▶ [SET EXERCISE 1]
Copy out the lines of the listing below word for word, everything from the line containing "Localize man's left" down to the line containing "154, 96, 215, 136", both of those included.

Halo 2 Forum
This topic has moved here: Poll [26 votes]: Should lens flares be used in first person games?
  • Poll [26 votes]: Should lens flares be used in first person games?
Subject: Lens flares. The most annoying gimmick ever?
  • gamertag:
  • user homepage:
  • last post: 01.01.0001 12:00 AM PDT

Poll: Should lens flares be used in first person games?  [closed]
Yes, they're pretty.:  46%
(12 Votes)
No, my eyes see no stinking lens flares.:  19%
(5 Votes)
I don't care, and I'm wasting my time voting.:  27%
(7 Votes)
Are you from Gallup?:  8%
(2 Votes)
Total Votes: 26

Why is it that first person games include lens flares in their graphics engines? Lens flares are caused by light getting into the lens of a camera and reflecting back off the lens causing a distortion in the image, but eyes do not have the same problem. Instead, when you look at a bright light, the surrounding image you see becomes faded and the whole image oversaturated with light from the light source.

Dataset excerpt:
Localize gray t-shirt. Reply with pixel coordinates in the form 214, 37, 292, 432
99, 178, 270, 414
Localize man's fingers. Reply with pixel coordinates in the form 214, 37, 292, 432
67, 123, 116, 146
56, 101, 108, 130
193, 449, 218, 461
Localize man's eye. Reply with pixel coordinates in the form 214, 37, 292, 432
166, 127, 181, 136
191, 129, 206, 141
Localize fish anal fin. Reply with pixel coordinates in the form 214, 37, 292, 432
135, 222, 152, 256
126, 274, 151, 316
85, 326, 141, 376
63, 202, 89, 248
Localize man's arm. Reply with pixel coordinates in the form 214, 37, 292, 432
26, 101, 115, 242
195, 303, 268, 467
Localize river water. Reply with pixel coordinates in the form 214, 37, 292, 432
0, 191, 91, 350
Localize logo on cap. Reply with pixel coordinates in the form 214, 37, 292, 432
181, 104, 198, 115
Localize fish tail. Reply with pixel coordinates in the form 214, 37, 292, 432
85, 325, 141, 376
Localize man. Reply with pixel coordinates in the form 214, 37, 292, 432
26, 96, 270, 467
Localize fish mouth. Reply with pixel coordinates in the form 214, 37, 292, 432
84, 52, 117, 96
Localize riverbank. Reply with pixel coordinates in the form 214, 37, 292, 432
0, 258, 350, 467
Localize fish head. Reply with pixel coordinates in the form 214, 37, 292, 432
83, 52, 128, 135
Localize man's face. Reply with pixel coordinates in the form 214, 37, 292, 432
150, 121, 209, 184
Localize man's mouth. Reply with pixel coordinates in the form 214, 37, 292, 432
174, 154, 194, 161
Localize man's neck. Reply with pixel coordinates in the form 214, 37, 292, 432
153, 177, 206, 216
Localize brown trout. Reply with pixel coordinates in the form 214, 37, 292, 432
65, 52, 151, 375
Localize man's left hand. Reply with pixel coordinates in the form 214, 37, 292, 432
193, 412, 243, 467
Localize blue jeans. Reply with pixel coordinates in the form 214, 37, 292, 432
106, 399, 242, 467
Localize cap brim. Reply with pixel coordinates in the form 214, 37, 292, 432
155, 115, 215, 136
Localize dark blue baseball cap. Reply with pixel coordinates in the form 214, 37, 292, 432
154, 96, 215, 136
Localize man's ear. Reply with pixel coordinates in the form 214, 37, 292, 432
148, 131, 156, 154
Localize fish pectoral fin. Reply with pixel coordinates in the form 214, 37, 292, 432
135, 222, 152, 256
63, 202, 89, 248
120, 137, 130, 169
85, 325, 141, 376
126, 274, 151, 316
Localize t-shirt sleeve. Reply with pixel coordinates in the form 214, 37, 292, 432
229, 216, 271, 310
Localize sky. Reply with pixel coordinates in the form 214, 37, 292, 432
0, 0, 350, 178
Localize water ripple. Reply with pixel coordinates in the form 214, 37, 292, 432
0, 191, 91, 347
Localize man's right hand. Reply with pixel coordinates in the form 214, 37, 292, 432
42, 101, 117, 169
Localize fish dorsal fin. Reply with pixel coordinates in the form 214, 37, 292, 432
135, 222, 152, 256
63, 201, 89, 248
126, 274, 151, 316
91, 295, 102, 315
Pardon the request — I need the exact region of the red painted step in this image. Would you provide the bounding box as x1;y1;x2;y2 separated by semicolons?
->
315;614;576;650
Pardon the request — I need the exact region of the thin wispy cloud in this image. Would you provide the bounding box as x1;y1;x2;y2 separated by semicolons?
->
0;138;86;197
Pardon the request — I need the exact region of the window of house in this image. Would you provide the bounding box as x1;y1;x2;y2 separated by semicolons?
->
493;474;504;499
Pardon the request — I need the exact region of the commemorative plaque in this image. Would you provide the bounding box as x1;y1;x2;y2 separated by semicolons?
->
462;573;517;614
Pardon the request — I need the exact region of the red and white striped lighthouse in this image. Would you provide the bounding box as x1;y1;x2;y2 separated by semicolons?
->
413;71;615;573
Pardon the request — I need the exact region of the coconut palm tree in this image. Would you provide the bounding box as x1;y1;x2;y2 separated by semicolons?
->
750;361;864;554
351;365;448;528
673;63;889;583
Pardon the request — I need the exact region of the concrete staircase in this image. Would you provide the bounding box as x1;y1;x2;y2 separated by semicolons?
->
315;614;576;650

▶ [SET EXERCISE 2]
In the forum post on lens flares, what causes a lens flare, and why does the poster say eyes don't see one?

▶ [FULL ANSWER 1]
Localize man's left hand. Reply with pixel coordinates in the form 214, 37, 292, 432
193, 412, 243, 467
Localize blue jeans. Reply with pixel coordinates in the form 214, 37, 292, 432
106, 399, 242, 467
Localize cap brim. Reply with pixel coordinates in the form 214, 37, 292, 432
155, 115, 215, 136
Localize dark blue baseball cap. Reply with pixel coordinates in the form 214, 37, 292, 432
154, 96, 215, 136

▶ [FULL ANSWER 2]
A lens flare is caused by light getting into a camera lens and reflecting back off it, which distorts the image. Eyes don't have that problem. When you look at a bright light, the surrounding image fades and the whole view becomes oversaturated with light from the source.